=== Text to read ===
# # #

Afghan Forces Launch Air Strikes In South As Taliban Threatens To Target Other Big Cities

By RFE/RL August 05, 2021

The Afghan Air Force on August 5 resumed air strikes against Taliban positions in southern Afghanistan as militants made additional gains in the country's north.

A Defense Ministry statement said air strikes were carried out across the country, including in the southern Helmand Province where government forces are battling for control of the provincial capital, Lashkar Gah.

Taliban commanders quoted by Reuters said on August 5 that the militants' "priority" was to overrun airports in Kandahar and Herat but that soon other major cities could be targeted, too.

"The operations in Kandahar and Herat are very much important to us and our priority is to capture the two crucial airports or airbases in Kandahar and Herat," the commander said.

Residents in Lashkar Gah reported heavy bombing near the government radio and television station, which is under Taliban control.

Nine of that city's 10 districts have fallen into the militants' hands.

# # #

=== Task list ===
[a] According to the air strikes report, how many of Lashkar Gah's 10 districts have fallen into the militants' hands?
[b] Decide whether each statement agrees with the air strikes report. Answer yes or no and quote the deciding words. (i) The Afghan Air Force resumed air strikes on August 5. (ii) The government radio and television station in Lashkar Gah is under government control. (iii) A Taliban commander named capturing the airports or airbases in Kandahar and Herat as a priority.
[c] Please pick up the air strikes report after its final sentence and carry it forward.

# # #

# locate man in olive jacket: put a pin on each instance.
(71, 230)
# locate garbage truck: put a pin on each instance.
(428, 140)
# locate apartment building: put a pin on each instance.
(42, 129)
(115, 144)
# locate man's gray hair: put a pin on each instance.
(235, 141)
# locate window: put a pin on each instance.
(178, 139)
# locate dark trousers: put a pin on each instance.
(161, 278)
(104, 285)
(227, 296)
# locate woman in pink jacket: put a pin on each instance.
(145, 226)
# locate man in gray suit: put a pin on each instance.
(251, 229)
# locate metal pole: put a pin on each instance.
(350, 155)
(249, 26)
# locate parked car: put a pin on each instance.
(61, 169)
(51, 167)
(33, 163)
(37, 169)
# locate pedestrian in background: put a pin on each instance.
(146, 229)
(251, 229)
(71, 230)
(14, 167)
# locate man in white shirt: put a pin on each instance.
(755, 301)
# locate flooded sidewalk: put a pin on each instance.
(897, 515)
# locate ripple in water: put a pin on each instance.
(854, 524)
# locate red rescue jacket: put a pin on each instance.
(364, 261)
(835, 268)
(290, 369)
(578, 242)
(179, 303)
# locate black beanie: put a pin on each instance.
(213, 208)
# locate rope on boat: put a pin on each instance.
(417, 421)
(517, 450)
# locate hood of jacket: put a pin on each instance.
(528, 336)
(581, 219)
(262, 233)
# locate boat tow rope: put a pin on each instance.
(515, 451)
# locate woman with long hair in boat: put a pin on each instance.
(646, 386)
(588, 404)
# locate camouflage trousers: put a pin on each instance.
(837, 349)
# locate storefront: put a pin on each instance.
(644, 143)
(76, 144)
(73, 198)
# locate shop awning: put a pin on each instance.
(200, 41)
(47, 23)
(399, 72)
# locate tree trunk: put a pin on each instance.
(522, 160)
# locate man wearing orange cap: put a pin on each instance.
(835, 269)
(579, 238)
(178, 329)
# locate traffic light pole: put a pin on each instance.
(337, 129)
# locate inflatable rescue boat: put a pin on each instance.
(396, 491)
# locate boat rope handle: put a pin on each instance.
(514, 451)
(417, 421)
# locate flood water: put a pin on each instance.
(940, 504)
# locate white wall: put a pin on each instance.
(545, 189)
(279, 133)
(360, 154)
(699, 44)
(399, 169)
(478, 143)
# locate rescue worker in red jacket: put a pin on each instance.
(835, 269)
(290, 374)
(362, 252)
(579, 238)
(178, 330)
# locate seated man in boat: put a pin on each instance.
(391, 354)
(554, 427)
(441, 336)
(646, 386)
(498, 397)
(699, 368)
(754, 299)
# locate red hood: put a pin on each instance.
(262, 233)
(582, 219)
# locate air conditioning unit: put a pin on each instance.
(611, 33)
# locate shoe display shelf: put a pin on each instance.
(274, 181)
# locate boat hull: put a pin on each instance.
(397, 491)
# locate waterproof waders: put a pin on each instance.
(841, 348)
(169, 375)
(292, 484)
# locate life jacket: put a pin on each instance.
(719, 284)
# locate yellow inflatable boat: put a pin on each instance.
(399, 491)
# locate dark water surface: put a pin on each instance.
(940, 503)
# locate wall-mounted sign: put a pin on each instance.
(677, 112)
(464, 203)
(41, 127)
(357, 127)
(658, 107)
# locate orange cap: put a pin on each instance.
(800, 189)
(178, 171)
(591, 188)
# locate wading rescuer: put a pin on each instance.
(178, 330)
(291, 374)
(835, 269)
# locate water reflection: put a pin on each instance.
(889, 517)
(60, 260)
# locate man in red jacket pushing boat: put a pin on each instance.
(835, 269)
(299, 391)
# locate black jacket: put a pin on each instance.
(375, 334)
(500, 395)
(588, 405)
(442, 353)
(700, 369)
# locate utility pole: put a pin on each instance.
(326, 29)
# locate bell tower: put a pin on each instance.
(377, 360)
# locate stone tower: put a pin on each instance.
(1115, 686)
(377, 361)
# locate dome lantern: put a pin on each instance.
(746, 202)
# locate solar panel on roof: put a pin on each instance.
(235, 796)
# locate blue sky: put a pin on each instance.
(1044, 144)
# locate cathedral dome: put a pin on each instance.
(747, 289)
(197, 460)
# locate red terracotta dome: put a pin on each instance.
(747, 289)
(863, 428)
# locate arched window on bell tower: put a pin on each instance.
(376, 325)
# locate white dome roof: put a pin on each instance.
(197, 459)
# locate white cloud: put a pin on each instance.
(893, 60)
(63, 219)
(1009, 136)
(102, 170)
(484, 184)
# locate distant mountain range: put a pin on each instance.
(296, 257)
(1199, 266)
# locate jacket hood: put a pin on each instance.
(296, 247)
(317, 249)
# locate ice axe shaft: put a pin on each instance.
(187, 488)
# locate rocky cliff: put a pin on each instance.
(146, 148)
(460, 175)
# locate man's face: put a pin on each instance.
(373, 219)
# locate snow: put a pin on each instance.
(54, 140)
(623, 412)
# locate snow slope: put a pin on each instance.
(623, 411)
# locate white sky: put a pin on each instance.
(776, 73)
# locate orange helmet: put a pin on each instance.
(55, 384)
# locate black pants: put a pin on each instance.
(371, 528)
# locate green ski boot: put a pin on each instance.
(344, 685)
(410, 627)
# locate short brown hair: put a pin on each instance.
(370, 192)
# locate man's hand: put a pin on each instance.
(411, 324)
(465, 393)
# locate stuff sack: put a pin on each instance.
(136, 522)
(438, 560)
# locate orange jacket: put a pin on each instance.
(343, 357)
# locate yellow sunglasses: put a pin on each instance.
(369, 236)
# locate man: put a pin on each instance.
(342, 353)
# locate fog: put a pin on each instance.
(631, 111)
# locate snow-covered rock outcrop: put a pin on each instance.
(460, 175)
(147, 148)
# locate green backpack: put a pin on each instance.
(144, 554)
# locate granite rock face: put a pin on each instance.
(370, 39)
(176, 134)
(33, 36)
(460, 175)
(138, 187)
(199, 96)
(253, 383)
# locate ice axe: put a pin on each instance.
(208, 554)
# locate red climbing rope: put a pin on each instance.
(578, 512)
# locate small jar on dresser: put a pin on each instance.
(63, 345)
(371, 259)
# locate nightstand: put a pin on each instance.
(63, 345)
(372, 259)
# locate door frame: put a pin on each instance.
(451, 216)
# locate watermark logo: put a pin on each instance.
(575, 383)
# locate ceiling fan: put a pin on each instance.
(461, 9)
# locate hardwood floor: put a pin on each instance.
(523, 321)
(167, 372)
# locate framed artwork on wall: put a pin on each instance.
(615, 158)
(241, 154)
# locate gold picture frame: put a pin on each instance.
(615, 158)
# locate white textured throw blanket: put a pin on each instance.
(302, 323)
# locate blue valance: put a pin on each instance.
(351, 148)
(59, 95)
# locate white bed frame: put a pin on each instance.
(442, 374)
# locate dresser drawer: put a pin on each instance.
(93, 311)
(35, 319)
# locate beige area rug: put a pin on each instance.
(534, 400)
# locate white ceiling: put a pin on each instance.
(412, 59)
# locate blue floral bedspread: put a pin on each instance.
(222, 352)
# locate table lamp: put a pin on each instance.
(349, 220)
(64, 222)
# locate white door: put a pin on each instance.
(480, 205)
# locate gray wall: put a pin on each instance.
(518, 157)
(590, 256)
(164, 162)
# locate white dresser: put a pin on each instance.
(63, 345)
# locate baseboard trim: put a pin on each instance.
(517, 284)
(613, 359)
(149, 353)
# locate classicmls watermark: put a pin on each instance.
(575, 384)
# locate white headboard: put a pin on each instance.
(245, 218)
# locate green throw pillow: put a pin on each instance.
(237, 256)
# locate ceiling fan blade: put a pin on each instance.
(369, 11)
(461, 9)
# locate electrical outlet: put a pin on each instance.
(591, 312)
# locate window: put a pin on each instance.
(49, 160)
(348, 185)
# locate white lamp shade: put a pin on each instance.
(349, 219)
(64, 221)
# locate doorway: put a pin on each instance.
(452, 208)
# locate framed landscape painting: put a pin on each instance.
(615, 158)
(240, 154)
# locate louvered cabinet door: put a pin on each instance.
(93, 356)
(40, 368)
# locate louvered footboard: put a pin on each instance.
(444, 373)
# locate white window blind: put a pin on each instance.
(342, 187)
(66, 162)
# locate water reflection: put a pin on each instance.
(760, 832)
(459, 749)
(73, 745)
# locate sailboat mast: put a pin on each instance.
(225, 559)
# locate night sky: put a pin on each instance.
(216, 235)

# # #

=== Exercise answers ===
[a] Nine of the city's 10 districts.

[b]
(i) Yes: "The Afghan Air Force on August 5 resumed air strikes against Taliban positions in southern Afghanistan"
(ii) No: "the government radio and television station, which is under Taliban control"
(iii) Yes: "our priority is to capture the two crucial airports or airbases in Kandahar and Herat"

[c]
Before launching the counterattack in Lashkar Gah on August 5, the army urged the city's 200,000 residents to evacuate but it was unclear if routes out of the city were safe.

In northern Afghanistan, the Taliban took control of most of the provincial capital of Sar-e Pol, according to provincial council leader Mohammad Noor Rahmani.

Fierce fighting also has occurred around Herat, near the western border with Iran, and Kandahar in the south.

The Taliban have been conducting an all-out offensive since early May, when U.S.-led international forces stepped up a final withdrawal that is scheduled to be completed by the end of this month.

Afghan security forces have been increasingly using air strikes, raising concerns about civilian casualties across the country.

Three Taliban commanders who spoke to Reuters on condition of anonymity cited their goals of overtaking Herat, Kandahar, and Lashkar Gah and suggested their offensives were a response to the United States' delaying withdrawal plans first agreed under then-President Donald Trump.

"Mullah Yaqoob argued that when U.S. didn't fulfil their commitment why should Taliban be made to follow the accord?" the Kandahar-based commander said in a reference to the Taliban's top military commander.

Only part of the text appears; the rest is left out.